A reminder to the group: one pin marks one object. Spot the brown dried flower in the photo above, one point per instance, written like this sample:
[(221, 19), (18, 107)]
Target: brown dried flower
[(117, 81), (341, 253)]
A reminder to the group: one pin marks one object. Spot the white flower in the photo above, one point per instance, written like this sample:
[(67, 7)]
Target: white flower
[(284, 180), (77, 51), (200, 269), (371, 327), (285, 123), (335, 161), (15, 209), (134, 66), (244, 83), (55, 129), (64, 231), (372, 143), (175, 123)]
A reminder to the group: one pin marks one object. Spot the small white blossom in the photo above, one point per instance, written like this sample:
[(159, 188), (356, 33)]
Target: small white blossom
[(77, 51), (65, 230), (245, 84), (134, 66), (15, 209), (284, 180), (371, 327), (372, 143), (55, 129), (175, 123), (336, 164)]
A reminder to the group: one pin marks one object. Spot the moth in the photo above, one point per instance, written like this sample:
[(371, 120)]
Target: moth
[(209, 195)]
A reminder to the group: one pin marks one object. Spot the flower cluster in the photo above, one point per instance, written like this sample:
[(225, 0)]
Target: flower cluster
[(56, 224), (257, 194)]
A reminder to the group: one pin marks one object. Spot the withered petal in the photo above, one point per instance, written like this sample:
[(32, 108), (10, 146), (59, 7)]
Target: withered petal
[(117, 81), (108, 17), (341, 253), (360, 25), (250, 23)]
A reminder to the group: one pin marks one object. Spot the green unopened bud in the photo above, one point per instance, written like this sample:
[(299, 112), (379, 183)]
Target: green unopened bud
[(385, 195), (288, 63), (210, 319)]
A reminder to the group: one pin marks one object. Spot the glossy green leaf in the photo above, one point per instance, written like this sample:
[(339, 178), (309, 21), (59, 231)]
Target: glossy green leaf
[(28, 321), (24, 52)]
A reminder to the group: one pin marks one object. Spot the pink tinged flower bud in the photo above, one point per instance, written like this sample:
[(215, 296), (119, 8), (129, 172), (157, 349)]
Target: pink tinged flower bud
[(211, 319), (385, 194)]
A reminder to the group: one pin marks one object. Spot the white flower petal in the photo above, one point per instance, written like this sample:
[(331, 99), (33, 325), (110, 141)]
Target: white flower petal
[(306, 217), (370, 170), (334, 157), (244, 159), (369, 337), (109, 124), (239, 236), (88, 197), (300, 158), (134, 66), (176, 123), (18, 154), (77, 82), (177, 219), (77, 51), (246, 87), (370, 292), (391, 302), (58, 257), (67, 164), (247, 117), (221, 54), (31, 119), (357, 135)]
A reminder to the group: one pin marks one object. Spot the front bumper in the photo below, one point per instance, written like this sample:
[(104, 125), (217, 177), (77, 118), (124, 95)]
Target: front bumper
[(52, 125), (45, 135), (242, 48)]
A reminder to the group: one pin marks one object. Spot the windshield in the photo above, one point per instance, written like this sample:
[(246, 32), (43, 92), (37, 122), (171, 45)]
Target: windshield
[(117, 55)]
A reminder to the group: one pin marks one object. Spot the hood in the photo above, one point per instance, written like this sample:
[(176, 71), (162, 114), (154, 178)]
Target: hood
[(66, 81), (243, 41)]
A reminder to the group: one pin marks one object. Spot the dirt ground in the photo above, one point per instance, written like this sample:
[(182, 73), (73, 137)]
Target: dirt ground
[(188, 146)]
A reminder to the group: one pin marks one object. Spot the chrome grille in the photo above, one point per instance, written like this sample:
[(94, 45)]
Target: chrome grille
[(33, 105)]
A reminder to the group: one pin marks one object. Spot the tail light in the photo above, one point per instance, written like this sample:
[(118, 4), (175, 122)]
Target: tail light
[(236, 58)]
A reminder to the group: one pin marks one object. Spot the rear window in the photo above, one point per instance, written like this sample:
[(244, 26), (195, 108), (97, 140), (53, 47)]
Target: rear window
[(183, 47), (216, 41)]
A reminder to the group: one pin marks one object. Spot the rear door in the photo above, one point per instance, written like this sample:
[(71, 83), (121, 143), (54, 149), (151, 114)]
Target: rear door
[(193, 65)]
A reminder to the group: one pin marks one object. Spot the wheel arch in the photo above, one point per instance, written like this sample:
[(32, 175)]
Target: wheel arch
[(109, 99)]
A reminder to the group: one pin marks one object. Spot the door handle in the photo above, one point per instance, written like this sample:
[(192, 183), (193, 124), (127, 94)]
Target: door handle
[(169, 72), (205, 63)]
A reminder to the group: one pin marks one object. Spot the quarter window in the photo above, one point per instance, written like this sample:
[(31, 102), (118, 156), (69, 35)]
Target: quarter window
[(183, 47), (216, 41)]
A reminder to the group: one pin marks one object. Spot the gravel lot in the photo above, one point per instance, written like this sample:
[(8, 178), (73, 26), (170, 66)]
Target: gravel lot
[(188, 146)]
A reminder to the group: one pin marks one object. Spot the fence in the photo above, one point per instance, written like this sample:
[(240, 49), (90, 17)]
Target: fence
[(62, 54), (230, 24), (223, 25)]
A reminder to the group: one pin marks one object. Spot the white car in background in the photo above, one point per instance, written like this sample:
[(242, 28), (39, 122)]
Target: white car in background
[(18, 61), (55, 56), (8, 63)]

______________________________

> [Work item]:
What you return should be the lines from the beginning of the records through the one that contains "Spot the glossy", repeated exactly and with no additions.

> [Output for this task]:
A reminder to the group: one pin marks one object. Spot the brown dried flower in the photo above, one point per instance, written like this sample:
[(221, 19), (18, 107)]
Target: brown dried flower
[(117, 81), (341, 253)]
A reminder to the group: one pin marks one object. Spot the white flower in the photo above, one point per instance, written like this sample:
[(67, 7)]
Target: white flower
[(284, 180), (77, 51), (200, 269), (371, 327), (285, 123), (335, 161), (15, 209), (134, 66), (244, 83), (55, 129), (64, 231), (372, 143), (175, 123)]
A reminder to the group: one pin marks one object. Spot the small white blossom in the photo above, one point per instance, written like this sample:
[(159, 188), (356, 33)]
Target: small white blossom
[(77, 51), (65, 230), (245, 84), (134, 66), (15, 209), (284, 180), (371, 327), (372, 143), (55, 129), (175, 123), (336, 164)]
A reminder to the group: one pin marks one object. Spot the moth in the photo above, one point per instance, written like this sample:
[(371, 120)]
Target: moth
[(209, 195)]
A reminder to the group: one pin marks one object. Spot the flower cluster in the photo above, one point per instance, written like this sample:
[(225, 0)]
Target: flower cluster
[(56, 224), (257, 194)]
A reminder to the group: one pin marks one object. Spot the withered petal in the photo above, one point per instance, written like this sample:
[(32, 108), (10, 146), (59, 7)]
Target: withered petal
[(117, 81), (108, 17), (341, 253), (360, 25), (250, 23)]
A reminder to the group: one pin marks one object. Spot the green unopened bud in the photo above, one point per instance, written like this sample:
[(299, 112), (379, 183)]
Target: green unopened bud
[(385, 195), (288, 63), (210, 319)]
A reminder to the group: one pin marks one object. Spot the glossy green leaf in the photo above, one point per instance, written like this sample:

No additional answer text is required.